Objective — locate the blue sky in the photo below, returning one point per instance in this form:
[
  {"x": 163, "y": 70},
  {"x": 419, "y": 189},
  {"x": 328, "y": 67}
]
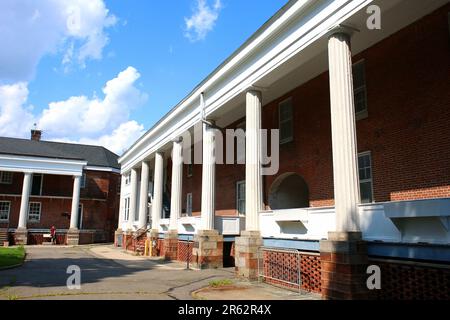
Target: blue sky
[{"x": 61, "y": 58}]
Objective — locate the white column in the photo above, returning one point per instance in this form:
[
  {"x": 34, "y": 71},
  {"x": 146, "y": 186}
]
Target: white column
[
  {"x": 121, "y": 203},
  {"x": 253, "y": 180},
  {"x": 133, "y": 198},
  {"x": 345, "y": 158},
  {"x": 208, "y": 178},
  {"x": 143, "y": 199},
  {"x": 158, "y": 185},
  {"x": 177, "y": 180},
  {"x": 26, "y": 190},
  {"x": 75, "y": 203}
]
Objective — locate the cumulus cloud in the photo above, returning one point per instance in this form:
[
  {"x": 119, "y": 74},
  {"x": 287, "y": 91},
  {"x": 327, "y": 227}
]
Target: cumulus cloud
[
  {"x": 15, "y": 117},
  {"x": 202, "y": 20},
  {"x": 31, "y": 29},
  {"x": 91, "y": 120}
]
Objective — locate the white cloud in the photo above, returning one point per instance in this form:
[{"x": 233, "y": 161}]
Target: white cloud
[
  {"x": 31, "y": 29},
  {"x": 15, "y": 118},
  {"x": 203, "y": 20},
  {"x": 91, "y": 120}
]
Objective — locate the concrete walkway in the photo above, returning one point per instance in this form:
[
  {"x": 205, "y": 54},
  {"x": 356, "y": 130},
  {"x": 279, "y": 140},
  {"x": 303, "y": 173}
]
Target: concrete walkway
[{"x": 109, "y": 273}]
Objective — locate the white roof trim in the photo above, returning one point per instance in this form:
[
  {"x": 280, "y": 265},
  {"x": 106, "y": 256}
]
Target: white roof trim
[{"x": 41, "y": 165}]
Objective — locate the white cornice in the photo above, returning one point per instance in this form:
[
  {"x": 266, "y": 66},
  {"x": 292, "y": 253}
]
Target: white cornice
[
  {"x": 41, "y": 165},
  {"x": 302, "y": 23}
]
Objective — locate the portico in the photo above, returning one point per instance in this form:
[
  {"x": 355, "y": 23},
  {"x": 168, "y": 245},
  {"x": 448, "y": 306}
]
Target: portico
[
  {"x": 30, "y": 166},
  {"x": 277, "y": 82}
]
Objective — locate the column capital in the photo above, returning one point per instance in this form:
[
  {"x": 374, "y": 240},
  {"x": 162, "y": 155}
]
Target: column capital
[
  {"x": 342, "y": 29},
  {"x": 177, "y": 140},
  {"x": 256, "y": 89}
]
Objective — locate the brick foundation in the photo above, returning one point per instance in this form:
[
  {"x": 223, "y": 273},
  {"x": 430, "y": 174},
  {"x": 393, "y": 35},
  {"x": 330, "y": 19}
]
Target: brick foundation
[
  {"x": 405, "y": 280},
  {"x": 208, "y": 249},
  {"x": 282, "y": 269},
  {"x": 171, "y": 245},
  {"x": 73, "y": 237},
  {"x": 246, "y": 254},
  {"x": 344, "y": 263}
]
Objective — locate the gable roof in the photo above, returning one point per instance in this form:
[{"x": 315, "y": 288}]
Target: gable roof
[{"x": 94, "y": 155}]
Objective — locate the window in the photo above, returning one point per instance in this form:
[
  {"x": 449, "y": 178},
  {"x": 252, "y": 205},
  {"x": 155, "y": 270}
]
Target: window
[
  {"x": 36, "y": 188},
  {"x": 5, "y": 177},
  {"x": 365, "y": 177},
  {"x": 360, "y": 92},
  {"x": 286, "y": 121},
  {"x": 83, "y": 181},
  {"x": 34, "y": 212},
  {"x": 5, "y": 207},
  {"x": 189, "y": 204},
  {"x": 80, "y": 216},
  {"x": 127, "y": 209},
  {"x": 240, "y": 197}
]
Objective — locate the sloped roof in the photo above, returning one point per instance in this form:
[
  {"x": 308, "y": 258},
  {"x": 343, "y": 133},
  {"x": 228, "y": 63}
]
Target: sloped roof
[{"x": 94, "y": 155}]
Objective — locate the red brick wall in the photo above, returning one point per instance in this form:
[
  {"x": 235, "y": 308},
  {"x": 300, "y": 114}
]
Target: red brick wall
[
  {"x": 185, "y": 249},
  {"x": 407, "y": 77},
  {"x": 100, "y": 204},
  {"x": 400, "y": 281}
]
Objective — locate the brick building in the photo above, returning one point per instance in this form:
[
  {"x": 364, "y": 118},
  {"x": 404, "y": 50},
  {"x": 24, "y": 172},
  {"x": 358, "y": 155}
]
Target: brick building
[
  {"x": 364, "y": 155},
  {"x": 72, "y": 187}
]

-*-

## EXERCISE REQUIREMENTS
Reproduce every line from the line containing "Objective — locate the sloped" through the last line of the entries, requests included, and increase each x and y coordinate in the answers by 101. Keep the coordinates in the requests and their format samples unchanged.

## ANSWER FOR THIS EXERCISE
Objective — locate the sloped roof in the photo above, returning one point per instance in this form:
[
  {"x": 308, "y": 258},
  {"x": 343, "y": 133},
  {"x": 228, "y": 63}
]
Target: sloped roof
[{"x": 195, "y": 256}]
Objective — locate the red brick wall in the photo above, returning one point per instance in this form:
[
  {"x": 235, "y": 308},
  {"x": 300, "y": 114}
]
Target: red brick wall
[
  {"x": 286, "y": 350},
  {"x": 508, "y": 178},
  {"x": 201, "y": 305},
  {"x": 501, "y": 382}
]
Objective — locate the brick building in the photo above, returning one point per instance in this form:
[
  {"x": 364, "y": 118},
  {"x": 404, "y": 50},
  {"x": 24, "y": 172},
  {"x": 358, "y": 155}
]
Target: brick building
[
  {"x": 465, "y": 256},
  {"x": 173, "y": 288}
]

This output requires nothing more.